[[ Supplied text, beginning ]]

Could the Coronavirus Be a Biological Weapon in the Not-Too-Distant Future?


Researchers wearing positive pressure personnel suits at a US National Institute of Allergy and Infectious Diseases biosafety level 4 lab. —  National Institute of Allergy and Infectious Diseases.

Thalif Deen

UNITED NATIONS – The devastating spread of the deadly coronavirus across every continent– with the exception of Antarctica– has triggered a conspiracy theory on social media: what if the virus was really a biological weapon?

And more specifically, was it an experimental weapon that accidentally escaped from a laboratory in China?

Or as others contend, is it a weapon surreptitiously introduced to de-stabilize a country with more than 1.4 billion people and described as the world’s second largest economy, after the United States.

Both narratives are considered false, and probably part of a deliberate disinformation campaign, according to military experts.

Still, in the US, Senator Tom Cotton of Arkansas has repeated the charge that the virus was a creation of the Chinese military while others source it to North Korea.

And US President Donald Trump has been roundly condemned for “a racist remark” after describing the deadly disease as “a Chinese virus.”

But one hard fact remains: the potentially destructive power of biological weapons, which were banned by an international convention, going back to 1975.

Microsoft co-founder and philanthropist Bill Gates predicted in a TED talk in 2015: “If anything kills over 10 million people in the next few decades, it is likely to be a highly infectious virus, rather than a war.”

They will not be missiles, he warned, but microbes.

And two years later, according to GeekWire, Gates repeated the same warning at a side event during the World Economic Forum (WEF) in Davos: “It’s pretty surprising how little preparedness there is for it,” Gates was quoted as saying in 2017.

Addressing the American Association for the Advancement of Science (AAAS) in Seattle last month, Gates said the impact of COVID-19 could be “very, very dramatic,” particularly if it spreads to areas like sub-Saharan Africa and Southern Asia.

Meanwhile, the Bill & Melinda Gates Foundation has pledged about $100 million to fight the virus, “as part of its broader efforts in global health”.

Dr Filippa Lentzos, Associate Senior Researcher, Armament and Disarmament Programme, at the Stockholm International Peace Research Institute (SIPRI), told IPS a biological weapon comprises a biological agent and a delivery mechanism.

In theory, she pointed out, any virus could be used as a weapon, but historically some agents have been viewed as more effective than others, e.g. anthrax, brucellosis, Q fever, tularaemia, Venezuelan equine encephalitis, glanders, plague, Marburg virus disease and smallpox.

She pointed out that much will depend on what ends or purpose the weapons are being used for.

[[ Supplied text, end ]]
[[ Supplied information, beginning ]]

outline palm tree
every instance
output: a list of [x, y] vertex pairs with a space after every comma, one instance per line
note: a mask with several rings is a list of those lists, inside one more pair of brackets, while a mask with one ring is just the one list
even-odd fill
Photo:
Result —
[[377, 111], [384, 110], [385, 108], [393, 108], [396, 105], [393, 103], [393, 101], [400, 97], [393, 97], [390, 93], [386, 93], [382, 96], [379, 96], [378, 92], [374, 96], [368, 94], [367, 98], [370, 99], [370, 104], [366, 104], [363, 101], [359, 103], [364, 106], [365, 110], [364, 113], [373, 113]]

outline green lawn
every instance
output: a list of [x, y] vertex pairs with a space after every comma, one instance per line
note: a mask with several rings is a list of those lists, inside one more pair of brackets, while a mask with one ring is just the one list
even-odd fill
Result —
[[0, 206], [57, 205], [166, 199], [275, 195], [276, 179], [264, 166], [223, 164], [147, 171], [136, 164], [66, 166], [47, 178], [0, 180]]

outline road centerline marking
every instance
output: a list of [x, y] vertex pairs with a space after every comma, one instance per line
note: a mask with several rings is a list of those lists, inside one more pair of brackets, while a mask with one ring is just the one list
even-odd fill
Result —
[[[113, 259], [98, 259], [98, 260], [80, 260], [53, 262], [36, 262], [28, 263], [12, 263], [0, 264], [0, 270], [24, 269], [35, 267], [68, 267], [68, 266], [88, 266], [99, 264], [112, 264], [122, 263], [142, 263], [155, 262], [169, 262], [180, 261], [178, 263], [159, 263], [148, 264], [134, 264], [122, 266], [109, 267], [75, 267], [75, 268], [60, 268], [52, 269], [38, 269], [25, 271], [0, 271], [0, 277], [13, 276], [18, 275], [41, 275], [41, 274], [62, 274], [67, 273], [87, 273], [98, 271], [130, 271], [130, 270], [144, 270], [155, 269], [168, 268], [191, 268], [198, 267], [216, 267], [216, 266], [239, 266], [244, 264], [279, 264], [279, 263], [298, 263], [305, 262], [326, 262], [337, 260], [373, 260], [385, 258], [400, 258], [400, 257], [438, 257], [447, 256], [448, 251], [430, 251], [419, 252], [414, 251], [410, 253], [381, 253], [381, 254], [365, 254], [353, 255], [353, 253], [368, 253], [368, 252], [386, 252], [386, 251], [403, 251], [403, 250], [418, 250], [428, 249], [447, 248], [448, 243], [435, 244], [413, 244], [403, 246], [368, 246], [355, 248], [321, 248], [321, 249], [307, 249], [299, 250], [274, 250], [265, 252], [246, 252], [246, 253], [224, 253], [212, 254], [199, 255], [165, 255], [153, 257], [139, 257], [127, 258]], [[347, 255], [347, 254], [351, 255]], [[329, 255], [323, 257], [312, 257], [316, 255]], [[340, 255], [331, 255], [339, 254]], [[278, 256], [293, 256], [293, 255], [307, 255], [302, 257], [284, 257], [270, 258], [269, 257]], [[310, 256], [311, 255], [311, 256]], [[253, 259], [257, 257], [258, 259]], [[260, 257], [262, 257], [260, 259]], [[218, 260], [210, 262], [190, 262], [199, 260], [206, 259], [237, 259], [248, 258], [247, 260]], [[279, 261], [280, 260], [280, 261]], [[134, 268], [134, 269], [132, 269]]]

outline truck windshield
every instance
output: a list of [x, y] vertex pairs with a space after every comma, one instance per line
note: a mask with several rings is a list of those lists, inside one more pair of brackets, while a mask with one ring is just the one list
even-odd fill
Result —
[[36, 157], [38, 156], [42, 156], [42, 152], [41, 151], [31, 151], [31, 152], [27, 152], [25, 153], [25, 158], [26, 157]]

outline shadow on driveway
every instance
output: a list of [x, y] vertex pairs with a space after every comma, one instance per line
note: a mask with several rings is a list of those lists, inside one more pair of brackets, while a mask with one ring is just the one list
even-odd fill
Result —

[[ Supplied information, end ]]

Explore the material:
- A) Reproduce the coronavirus article from "Researchers wearing positive" to "laboratory in China?", swapping "social media" for "online forums".
- B) According to the coronavirus article, how much has the Bill & Melinda Gates Foundation pledged to fight the virus?
The entries have no connection to the coronavirus article.

Answers to the problems:
- A)
Researchers wearing positive pressure personnel suits at a US National Institute of Allergy and Infectious Diseases biosafety level 4 lab. —  National Institute of Allergy and Infectious Diseases.

Thalif Deen

UNITED NATIONS – The devastating spread of the deadly coronavirus across every continent– with the exception of Antarctica– has triggered a conspiracy theory on online forums: what if the virus was really a biological weapon?

And more specifically, was it an experimental weapon that accidentally escaped from a laboratory in China?

- B) About $100 million.